* Start *

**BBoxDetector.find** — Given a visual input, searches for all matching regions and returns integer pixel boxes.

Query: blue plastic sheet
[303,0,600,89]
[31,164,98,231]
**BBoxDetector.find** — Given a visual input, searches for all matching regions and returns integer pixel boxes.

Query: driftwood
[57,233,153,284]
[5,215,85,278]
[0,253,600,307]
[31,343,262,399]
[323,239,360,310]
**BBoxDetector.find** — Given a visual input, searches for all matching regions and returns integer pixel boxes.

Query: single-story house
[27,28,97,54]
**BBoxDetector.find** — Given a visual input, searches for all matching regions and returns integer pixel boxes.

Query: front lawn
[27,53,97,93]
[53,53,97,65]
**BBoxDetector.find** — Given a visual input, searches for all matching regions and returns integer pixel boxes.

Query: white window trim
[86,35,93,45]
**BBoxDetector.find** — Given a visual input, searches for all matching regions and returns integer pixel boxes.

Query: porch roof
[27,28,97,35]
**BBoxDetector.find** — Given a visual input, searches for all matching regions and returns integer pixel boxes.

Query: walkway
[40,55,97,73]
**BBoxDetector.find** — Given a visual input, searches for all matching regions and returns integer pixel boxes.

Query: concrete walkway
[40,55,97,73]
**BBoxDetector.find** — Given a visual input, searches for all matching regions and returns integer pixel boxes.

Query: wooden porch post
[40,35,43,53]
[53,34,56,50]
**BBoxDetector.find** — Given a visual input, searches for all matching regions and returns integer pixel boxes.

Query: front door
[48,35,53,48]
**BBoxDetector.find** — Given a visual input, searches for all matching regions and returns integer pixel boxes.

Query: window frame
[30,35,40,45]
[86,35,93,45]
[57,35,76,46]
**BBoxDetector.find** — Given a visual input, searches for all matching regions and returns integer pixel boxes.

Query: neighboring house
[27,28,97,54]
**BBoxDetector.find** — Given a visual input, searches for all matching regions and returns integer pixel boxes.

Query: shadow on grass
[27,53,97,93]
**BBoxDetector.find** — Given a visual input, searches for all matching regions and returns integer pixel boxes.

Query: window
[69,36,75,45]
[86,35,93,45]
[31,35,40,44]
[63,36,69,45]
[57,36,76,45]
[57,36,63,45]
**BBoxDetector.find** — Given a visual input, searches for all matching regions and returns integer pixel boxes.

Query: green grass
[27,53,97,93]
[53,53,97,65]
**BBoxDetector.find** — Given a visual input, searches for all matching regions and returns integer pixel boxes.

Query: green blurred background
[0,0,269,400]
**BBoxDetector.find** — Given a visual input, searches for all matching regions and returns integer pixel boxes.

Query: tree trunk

* End *

• **Work to do**
Starting with the first line and going on through the line with "[27,28,97,35]", reproduce those lines with "front lawn" substituted by "front yard" and everything else left unchanged.

• **Answer to the problem**
**BBoxDetector.find** — Given a visual input, searches for all matching regions and returns integer pixel boxes.

Query: blue plastic sheet
[303,0,600,89]
[31,164,98,231]
**BBoxDetector.find** — Given a visual input, searches for all matching regions and returns integer pixel boxes.

Query: driftwood
[57,233,153,284]
[5,215,85,278]
[0,253,600,307]
[31,343,262,399]
[323,239,360,310]
**BBoxDetector.find** — Given a visual input, searches for all matching regions and returns integer pixel boxes.

Query: single-story house
[27,28,97,54]
**BBoxDetector.find** — Given a visual input, searches for all matching regions and returns integer pixel boxes.

Query: front yard
[27,53,97,93]
[53,53,97,65]
**BBoxDetector.find** — Given a visual input, searches for all matching regions and returns integer pixel boxes.

Query: white window trim
[86,35,93,45]
**BBoxDetector.find** — Given a visual input, searches for all matching regions and returns integer pixel boxes.

Query: porch roof
[27,28,97,35]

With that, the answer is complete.